What you have to do -> Below are the records. Gather each line that holds "rough".

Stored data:
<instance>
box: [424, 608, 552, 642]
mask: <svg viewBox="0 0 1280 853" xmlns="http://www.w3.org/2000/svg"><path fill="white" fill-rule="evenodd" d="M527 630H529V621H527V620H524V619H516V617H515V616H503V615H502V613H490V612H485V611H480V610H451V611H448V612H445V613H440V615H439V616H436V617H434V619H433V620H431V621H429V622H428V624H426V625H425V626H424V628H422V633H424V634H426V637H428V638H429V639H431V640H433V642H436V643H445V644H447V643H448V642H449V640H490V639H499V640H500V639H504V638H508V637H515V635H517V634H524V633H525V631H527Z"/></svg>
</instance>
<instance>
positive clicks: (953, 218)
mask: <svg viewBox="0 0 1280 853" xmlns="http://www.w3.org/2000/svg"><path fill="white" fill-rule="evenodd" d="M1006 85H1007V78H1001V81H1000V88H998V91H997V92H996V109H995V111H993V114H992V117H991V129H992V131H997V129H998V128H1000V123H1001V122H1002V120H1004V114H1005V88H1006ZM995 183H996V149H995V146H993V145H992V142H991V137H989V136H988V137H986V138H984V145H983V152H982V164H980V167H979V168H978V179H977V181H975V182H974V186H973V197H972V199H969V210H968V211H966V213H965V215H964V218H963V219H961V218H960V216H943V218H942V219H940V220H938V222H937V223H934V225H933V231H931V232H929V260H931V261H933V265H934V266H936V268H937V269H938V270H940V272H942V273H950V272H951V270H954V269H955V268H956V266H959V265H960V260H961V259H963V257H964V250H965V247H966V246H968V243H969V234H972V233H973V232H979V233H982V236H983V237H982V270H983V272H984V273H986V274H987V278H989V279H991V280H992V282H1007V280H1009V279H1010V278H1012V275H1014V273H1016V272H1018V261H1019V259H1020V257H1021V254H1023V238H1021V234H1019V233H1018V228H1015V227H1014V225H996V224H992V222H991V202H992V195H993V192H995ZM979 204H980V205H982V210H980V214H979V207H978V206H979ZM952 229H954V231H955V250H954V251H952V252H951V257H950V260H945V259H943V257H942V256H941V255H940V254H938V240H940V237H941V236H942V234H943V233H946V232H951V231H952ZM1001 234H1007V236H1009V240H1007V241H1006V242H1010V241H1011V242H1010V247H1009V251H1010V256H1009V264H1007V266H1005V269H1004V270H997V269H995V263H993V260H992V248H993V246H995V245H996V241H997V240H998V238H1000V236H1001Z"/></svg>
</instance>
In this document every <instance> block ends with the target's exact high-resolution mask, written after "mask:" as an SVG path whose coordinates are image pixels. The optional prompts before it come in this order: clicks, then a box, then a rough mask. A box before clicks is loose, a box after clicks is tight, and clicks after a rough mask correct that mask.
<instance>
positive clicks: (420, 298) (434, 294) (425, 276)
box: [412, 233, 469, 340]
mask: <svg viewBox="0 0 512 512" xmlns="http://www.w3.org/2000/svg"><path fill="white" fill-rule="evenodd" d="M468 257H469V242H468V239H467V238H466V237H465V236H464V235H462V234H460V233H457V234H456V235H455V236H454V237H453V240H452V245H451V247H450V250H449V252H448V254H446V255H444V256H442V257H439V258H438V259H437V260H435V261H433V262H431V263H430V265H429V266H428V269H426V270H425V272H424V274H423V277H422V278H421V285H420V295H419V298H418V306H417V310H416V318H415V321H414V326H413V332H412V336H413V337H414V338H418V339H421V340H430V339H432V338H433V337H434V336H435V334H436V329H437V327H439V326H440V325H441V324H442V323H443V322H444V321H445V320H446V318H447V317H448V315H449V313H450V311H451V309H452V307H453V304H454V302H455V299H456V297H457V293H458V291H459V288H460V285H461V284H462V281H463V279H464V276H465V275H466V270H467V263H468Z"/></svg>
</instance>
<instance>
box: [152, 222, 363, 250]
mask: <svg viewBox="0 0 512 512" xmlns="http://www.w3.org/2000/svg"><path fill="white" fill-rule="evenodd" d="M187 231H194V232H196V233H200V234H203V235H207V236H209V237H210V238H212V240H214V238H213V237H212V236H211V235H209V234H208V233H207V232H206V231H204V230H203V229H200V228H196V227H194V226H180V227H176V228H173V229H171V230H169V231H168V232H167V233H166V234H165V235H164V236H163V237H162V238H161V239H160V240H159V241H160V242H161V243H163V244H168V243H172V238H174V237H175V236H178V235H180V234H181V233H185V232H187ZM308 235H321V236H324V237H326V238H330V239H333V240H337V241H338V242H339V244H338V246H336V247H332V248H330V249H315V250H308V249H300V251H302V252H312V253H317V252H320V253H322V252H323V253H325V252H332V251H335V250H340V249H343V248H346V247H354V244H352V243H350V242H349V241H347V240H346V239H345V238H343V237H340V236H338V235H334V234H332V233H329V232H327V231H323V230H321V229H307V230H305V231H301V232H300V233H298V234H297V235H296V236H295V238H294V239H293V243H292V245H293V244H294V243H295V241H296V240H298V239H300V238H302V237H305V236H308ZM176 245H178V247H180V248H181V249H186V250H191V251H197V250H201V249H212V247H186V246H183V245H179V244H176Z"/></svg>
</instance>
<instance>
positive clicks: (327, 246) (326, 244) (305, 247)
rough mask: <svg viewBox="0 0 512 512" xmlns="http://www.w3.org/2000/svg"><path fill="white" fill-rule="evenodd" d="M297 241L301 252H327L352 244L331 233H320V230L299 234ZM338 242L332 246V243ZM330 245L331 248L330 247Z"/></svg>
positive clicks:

Written answer ->
In this document every <instance> block ends with the target's exact high-resolution mask, written after "mask:" as an SVG path whose coordinates are image pixels. The optional prompts before it come in this order: clicks, then a box, then a rough mask. A box before clicks is loose, a box after clicks is tight, and clicks after a rough mask correct that mask.
rough mask: <svg viewBox="0 0 512 512" xmlns="http://www.w3.org/2000/svg"><path fill="white" fill-rule="evenodd" d="M297 241L301 252H327L352 244L331 233H320V230L299 234ZM338 242L332 246V243ZM330 245L331 248L330 247Z"/></svg>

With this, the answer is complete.